[TO DO]: Needed from the data below: every line from the one with "Indicate the tree" up to and including the one with "Target: man in red jacket", repeated exactly and with nothing else.
*** GIVEN ENTRIES Section Begins ***
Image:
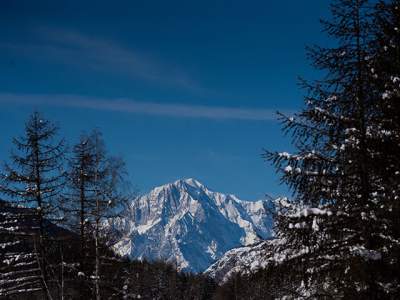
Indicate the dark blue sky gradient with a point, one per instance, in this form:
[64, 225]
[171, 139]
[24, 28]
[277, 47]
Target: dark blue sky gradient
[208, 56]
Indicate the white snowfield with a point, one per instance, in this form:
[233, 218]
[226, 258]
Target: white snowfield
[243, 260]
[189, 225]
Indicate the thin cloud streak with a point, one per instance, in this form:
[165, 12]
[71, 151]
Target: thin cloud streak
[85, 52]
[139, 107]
*** GIVEN ENTRIES Section Ends ***
*** GIVEN ENTRIES Section Begins ***
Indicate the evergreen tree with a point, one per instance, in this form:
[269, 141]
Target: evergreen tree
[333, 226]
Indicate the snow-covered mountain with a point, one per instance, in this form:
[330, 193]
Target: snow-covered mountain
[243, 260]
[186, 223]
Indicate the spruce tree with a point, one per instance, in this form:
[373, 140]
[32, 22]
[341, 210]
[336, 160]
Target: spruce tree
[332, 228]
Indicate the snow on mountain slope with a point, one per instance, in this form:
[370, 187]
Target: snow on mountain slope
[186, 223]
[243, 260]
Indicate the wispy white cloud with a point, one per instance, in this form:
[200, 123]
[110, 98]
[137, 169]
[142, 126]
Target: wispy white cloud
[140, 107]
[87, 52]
*** GIVEN ENTRIES Section Ends ***
*** GIVEN ENTRIES Section Begins ***
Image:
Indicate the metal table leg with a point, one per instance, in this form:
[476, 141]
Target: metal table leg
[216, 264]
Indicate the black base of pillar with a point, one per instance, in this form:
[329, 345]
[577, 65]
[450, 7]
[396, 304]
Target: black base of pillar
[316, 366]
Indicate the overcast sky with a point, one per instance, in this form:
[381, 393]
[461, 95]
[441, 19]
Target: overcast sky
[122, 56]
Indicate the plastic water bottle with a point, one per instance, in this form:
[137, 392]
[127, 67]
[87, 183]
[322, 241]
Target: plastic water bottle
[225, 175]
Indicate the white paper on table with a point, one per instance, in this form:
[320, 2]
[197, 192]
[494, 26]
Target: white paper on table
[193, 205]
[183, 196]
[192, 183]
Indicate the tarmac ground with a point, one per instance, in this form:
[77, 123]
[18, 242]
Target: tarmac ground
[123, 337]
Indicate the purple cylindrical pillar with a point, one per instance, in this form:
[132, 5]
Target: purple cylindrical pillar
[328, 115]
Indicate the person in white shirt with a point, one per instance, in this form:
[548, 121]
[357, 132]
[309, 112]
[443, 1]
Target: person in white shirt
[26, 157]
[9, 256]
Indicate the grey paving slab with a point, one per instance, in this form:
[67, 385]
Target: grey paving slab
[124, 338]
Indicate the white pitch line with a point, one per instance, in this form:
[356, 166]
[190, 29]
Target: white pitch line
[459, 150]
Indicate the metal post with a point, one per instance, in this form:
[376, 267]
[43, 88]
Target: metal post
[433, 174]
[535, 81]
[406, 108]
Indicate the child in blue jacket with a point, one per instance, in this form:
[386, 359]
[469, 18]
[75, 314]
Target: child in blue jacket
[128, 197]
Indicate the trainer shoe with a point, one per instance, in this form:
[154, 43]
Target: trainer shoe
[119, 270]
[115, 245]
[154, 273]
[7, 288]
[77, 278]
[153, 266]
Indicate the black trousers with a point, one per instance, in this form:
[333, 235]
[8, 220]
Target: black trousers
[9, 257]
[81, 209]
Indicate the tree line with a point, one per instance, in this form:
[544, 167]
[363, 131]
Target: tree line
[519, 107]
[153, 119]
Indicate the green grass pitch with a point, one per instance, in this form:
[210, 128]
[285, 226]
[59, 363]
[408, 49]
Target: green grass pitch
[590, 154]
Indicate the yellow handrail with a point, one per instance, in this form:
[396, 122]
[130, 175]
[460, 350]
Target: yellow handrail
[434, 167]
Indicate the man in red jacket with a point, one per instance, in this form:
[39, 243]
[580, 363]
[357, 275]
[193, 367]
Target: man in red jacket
*** GIVEN ENTRIES Section Ends ***
[ANSWER SECTION]:
Indicate the tree line with a point, one per instance, in this form:
[544, 167]
[363, 131]
Target: tree line
[519, 107]
[153, 119]
Indicate the green grass pitch with a point, one per instance, in this form:
[210, 128]
[285, 226]
[59, 363]
[408, 49]
Target: green grass pitch
[590, 154]
Indicate the yellow handrail with a point, one per instance, in this form:
[396, 122]
[130, 175]
[460, 350]
Target: yellow handrail
[434, 167]
Indicate the man in red jacket with a point, one per instance, in this form:
[39, 243]
[580, 363]
[357, 275]
[193, 367]
Target: man in red jacket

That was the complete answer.